Short exercise 1>
Identify every line of the records that contains the string "pigeon", and copy each one. Case counts.
::: Text provided :::
I don't know what I was thinking when I invented copy_param and
remove_param as multiple flags rather than a single enum, I probably
wasn't thinking at all.  I can change it myself as a followup if you
have more pressing tasks now.  Meanwhile, can you gcc_checking_assert
that at most one flag is set at appropriate places?

> +	parm = NULL;
> +      else
> +	parm = oparms[adj->base_index];
>        adj->base = parm;

I do not think it makes sense for new parameters to have a base which
is basically the old decl.  Do you have any reasons for not setting it
to NULL?

>  
>        if (adj->copy_param)
> @@ -3417,8 +3418,18 @@ ipa_modify_formal_parameters (tree fndecl, ipa_parm_adjustment_vec adjustments,
>  	  tree new_parm;
>  	  tree ptype;
>  

> -	  if (adj->by_ref)
> -	    ptype = build_pointer_type (adj->type);

Please add gcc_checking_assert (!adj->by_ref || adj->simdlen == 0)
here...

> +	  if (adj->simdlen)
> +	    {
> +	      /* If we have a non-null simdlen but by_ref is true, we
> +		 want a vector of pointers.  Build the vector of
> +		 pointers here, not a pointer to a vector in the
> +		 adj->by_ref case below.  */
> +	      ptype = build_vector_type (adj->type, adj->simdlen);
> +	    }
> +	  else if (adj->by_ref)
::: Entries provided :::
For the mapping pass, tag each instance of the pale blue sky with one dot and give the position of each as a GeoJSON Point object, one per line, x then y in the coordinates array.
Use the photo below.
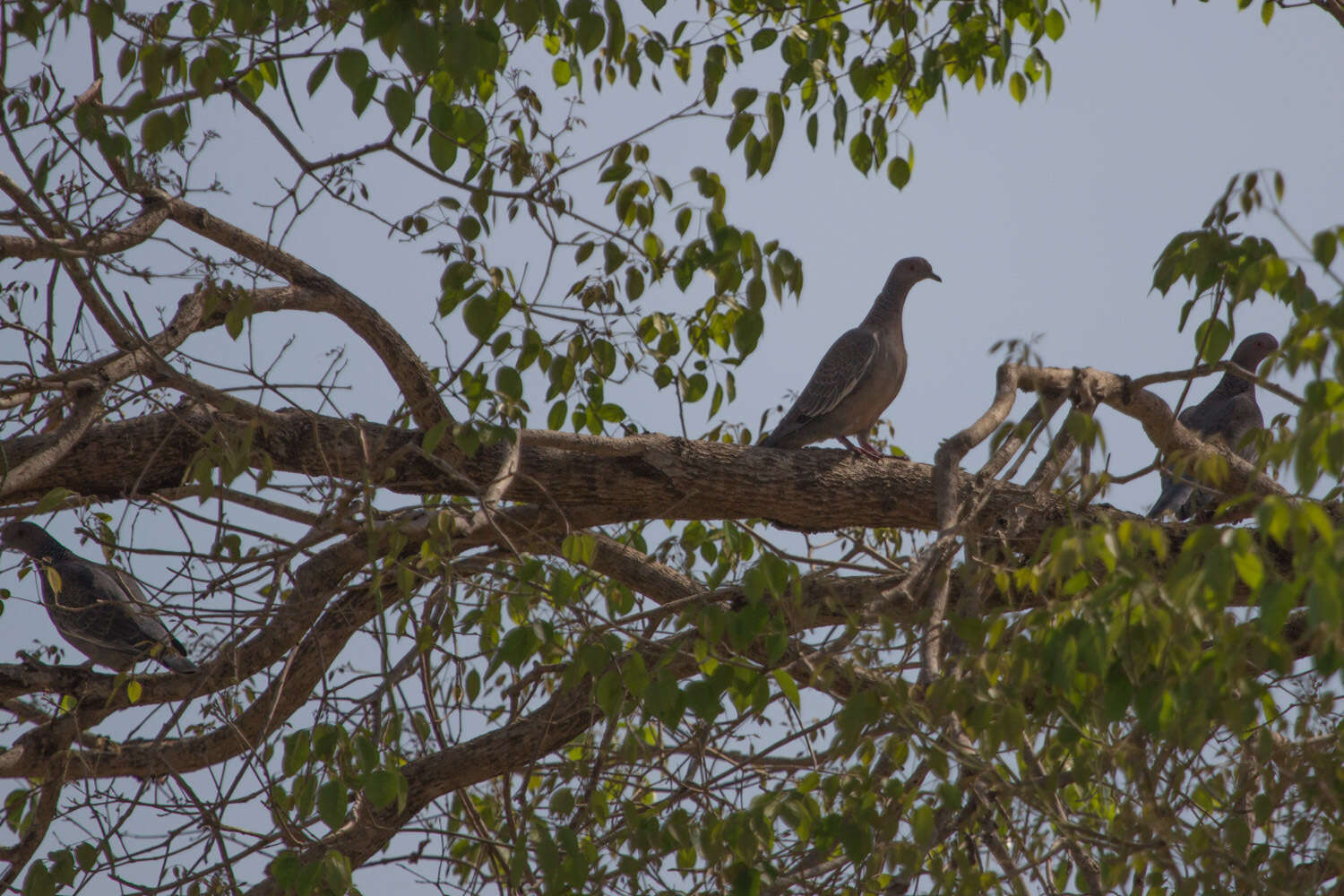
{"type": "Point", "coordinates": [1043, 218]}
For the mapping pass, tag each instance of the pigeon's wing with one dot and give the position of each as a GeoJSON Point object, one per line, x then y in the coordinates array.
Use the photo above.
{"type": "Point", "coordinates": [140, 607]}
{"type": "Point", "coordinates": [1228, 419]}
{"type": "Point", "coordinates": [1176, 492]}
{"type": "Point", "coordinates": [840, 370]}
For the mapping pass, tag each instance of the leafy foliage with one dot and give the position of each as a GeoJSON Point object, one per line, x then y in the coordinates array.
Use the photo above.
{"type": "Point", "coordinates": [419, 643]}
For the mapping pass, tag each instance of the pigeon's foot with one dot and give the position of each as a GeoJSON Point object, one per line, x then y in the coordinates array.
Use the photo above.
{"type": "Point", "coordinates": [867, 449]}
:::
Short exercise 2>
In the code review excerpt, which distinct fields are accessed through "adj->"? List each one once.

Complete response 1>
For the mapping pass, tag each instance of the pigeon's wing with one dot and give the position of each as a GeoJSON Point object, one per line, x then y in the coordinates array.
For the mapping pass, tag each instance of the pigeon's foot with one dot and give the position of each as a GeoJSON Point object, one per line, x then y in the coordinates array.

Complete response 2>
base_index
base
copy_param
by_ref
type
simdlen